## Given request
Rewrite the following lines as a numbered list, omitting any blank lines.

Object position labeling lines
· · · · ·
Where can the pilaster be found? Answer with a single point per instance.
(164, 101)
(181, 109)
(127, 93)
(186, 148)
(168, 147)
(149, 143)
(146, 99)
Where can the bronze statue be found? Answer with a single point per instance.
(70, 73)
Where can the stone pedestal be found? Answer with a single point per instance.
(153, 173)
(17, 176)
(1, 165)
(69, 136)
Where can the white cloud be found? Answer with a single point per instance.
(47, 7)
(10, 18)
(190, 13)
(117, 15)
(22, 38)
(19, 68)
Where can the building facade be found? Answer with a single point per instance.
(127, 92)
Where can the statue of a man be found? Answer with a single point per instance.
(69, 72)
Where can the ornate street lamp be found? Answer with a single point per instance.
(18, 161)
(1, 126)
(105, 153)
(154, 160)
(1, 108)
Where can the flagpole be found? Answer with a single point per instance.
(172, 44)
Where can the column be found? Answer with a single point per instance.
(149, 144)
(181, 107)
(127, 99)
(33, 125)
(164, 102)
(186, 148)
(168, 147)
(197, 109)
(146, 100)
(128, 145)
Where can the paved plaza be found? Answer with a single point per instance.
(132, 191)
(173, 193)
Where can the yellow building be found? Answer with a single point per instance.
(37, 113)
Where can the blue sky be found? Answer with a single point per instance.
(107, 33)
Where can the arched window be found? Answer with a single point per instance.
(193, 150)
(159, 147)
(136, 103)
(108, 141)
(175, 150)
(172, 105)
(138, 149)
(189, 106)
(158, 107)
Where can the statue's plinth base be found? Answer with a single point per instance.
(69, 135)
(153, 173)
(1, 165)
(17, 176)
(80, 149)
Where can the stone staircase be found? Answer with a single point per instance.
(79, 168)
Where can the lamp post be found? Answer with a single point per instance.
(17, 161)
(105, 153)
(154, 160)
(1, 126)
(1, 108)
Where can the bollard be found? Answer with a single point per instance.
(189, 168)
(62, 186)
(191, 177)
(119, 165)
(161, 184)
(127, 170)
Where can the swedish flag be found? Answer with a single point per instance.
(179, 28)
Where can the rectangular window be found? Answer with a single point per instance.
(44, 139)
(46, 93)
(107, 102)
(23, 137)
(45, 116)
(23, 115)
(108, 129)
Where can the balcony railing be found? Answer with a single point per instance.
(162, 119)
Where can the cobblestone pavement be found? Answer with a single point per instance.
· · · · ·
## Exercise result
1. Where can the pilaster be found? Answer with a single point per instance.
2. (164, 101)
3. (181, 109)
4. (127, 93)
5. (186, 148)
6. (168, 147)
7. (149, 143)
8. (146, 99)
9. Where can the bronze statue be found? Answer with a single point per instance.
10. (70, 73)
11. Where can the stone pedestal be found? Answer with a single point per instance.
12. (153, 173)
13. (17, 176)
14. (1, 165)
15. (69, 136)
16. Where can the white cloud be found? Answer with a single point per instance.
17. (47, 7)
18. (10, 18)
19. (190, 13)
20. (117, 15)
21. (22, 38)
22. (19, 68)
23. Where can the building facade be found? Answer with a single point per instance.
24. (127, 92)
25. Where can the statue of a man be found? Answer with a single point per instance.
26. (69, 72)
27. Where can the ornate street lamp be found? Answer with a single point per instance.
28. (18, 161)
29. (1, 126)
30. (105, 153)
31. (154, 160)
32. (1, 108)
33. Where can the flagpole be found? Answer with a single point per instance.
34. (172, 44)
35. Where can the column be found? Answer with a single point per instance.
36. (149, 144)
37. (181, 107)
38. (127, 99)
39. (33, 125)
40. (164, 102)
41. (186, 148)
42. (168, 147)
43. (197, 109)
44. (146, 100)
45. (128, 145)
46. Where can the paved plaza be found? Answer with a single point per instance.
47. (132, 191)
48. (173, 193)
49. Where can the yellow building be found? Answer with a single point per instance.
50. (37, 113)
51. Where can the blue sky be found? Answer with a single point per instance.
52. (107, 33)
53. Where can the arched window be found? Answer with a single point per instance.
54. (193, 150)
55. (159, 147)
56. (136, 103)
57. (108, 141)
58. (175, 150)
59. (172, 105)
60. (138, 149)
61. (189, 106)
62. (158, 107)
63. Where can the statue's plinth base be found? Answer with a single point per instance.
64. (69, 135)
65. (153, 173)
66. (1, 165)
67. (17, 176)
68. (80, 149)
69. Where can the stone staircase be found? Answer with a single point per instance.
70. (79, 168)
71. Where can the lamp post be found? Answer with a single point per instance.
72. (17, 161)
73. (105, 153)
74. (154, 160)
75. (1, 126)
76. (1, 108)
77. Where can the bollard be found? Answer with a single point per instance.
78. (189, 168)
79. (62, 186)
80. (191, 177)
81. (119, 165)
82. (161, 184)
83. (127, 170)
84. Where can the swedish flag be found? Answer with a single point per instance.
85. (179, 28)
86. Where can the rectangular window be found? Answer with a single point per instance.
87. (44, 139)
88. (46, 93)
89. (107, 102)
90. (23, 137)
91. (45, 116)
92. (23, 115)
93. (108, 129)
94. Where can the balcony railing be found? Answer with a single point per instance.
95. (162, 119)
96. Where can the cobblestone pavement be found? Answer with a single point per instance.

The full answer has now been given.